GIVEN PASSAGE:
>>>>>
Zing Forum

Reading

Anytime LLM Inference: A Real-Time Scheduling Framework for Constraining Inference Latency via Predictive Early Exit Mechanism

This article introduces an Anytime algorithm framework designed for large language model (LLM) inference. By incorporating a confidence threshold mechanism in the middle layers of the Transformer, it maximizes output quality while ensuring hard real-time deadlines are met.

LLM推理实时系统Anytime算法早退机制KV缓存延迟优化TransformerTinyLlama可调度性分析置信度阈值
Published 2026-04-23 09:09Recent activity 2026-04-23 09:19Estimated read 6 min
Anytime LLM Inference: A Real-Time Scheduling Framework for Constraining Inference Latency via Predictive Early Exit Mechanism
1

Section 01

[Introduction] Anytime LLM Inference: An LLM Inference Optimization Framework Under Real-Time Constraints

This article presents the Anytime LLM Inference framework, which addresses the problem of uncertain latency in traditional LLM inference by introducing a confidence threshold mechanism and KV cache scheduling in the middle layers of the Transformer. It maximizes output quality while ensuring hard real-time deadlines are met, making it suitable for real-time scenarios such as clinical decision-making and autonomous driving.
<<<<<
LIST OF TASKS:
1) For each statement below, decide whether it agrees with the forum post on Anytime LLM inference, answer yes or no, and quote the words from the post that decide it. (a) The framework places a confidence threshold mechanism in the middle layers of the Transformer. (b) The framework is described as suitable for clinical decision-making and autonomous driving. (c) The framework relaxes hard real-time deadlines to gain output quality.
2) Reproduce, word for word, the stretch of the Anytime LLM inference post from "[Introduction] Anytime LLM" through "and autonomous driving.".
3) Translate this sentence from the Anytime LLM inference post into Spanish: "This article introduces an Anytime algorithm framework designed for large language model (LLM) inference."

Saved data records:
>>>>>
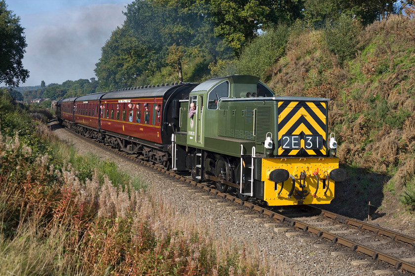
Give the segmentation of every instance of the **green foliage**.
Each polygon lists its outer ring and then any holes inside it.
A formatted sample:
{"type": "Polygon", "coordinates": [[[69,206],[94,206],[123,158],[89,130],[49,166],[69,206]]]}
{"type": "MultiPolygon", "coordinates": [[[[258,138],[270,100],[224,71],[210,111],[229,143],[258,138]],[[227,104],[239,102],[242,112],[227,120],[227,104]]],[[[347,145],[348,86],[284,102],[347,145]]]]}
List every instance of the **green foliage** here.
{"type": "Polygon", "coordinates": [[[279,25],[256,38],[241,55],[237,63],[238,72],[265,80],[267,70],[285,53],[289,30],[286,25],[279,25]]]}
{"type": "Polygon", "coordinates": [[[399,201],[409,210],[415,211],[415,189],[413,186],[404,191],[399,197],[399,201]]]}
{"type": "Polygon", "coordinates": [[[355,56],[361,30],[359,23],[345,16],[324,29],[327,48],[337,56],[340,63],[355,56]]]}
{"type": "Polygon", "coordinates": [[[0,0],[0,83],[14,87],[29,77],[22,63],[27,44],[20,18],[7,8],[4,0],[0,0]]]}

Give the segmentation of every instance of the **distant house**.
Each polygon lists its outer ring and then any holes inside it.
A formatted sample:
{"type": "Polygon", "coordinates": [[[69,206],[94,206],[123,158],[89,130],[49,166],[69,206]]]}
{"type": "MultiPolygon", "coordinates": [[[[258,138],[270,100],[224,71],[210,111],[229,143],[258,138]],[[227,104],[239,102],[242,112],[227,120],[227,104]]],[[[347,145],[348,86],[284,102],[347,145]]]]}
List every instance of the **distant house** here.
{"type": "Polygon", "coordinates": [[[46,101],[46,100],[50,100],[49,98],[47,99],[34,99],[32,101],[30,101],[31,103],[38,103],[40,104],[43,101],[46,101]]]}

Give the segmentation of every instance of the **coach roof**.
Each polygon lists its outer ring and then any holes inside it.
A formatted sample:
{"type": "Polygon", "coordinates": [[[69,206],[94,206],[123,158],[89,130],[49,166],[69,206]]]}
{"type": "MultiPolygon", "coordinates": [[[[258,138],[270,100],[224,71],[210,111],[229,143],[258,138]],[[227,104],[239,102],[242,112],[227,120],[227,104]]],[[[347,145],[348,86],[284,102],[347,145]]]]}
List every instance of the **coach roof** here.
{"type": "Polygon", "coordinates": [[[169,91],[184,86],[186,84],[188,84],[188,83],[112,91],[107,93],[101,99],[102,100],[110,100],[112,99],[133,99],[135,98],[163,97],[169,91]]]}
{"type": "Polygon", "coordinates": [[[98,93],[94,93],[92,94],[88,94],[85,96],[81,96],[77,98],[76,102],[84,102],[86,101],[97,101],[101,99],[101,97],[103,95],[105,95],[108,92],[99,92],[98,93]]]}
<<<<<
EXERCISE RESPONSES:
1)
(a) Yes: "By incorporating a confidence threshold mechanism in the middle layers of the Transformer"
(b) Yes: "making it suitable for real-time scenarios such as clinical decision-making and autonomous driving"
(c) No: "while ensuring hard real-time deadlines are met"

2)
[Introduction] Anytime LLM Inference: An LLM Inference Optimization Framework Under Real-Time Constraints

This article presents the Anytime LLM Inference framework, which addresses the problem of uncertain latency in traditional LLM inference by introducing a confidence threshold mechanism and KV cache scheduling in the middle layers of the Transformer. It maximizes output quality while ensuring hard real-time deadlines are met, making it suitable for real-time scenarios such as clinical decision-making and autonomous driving.

3) Este artículo presenta un marco de algoritmo Anytime diseñado para la inferencia de modelos de lenguaje grandes (LLM).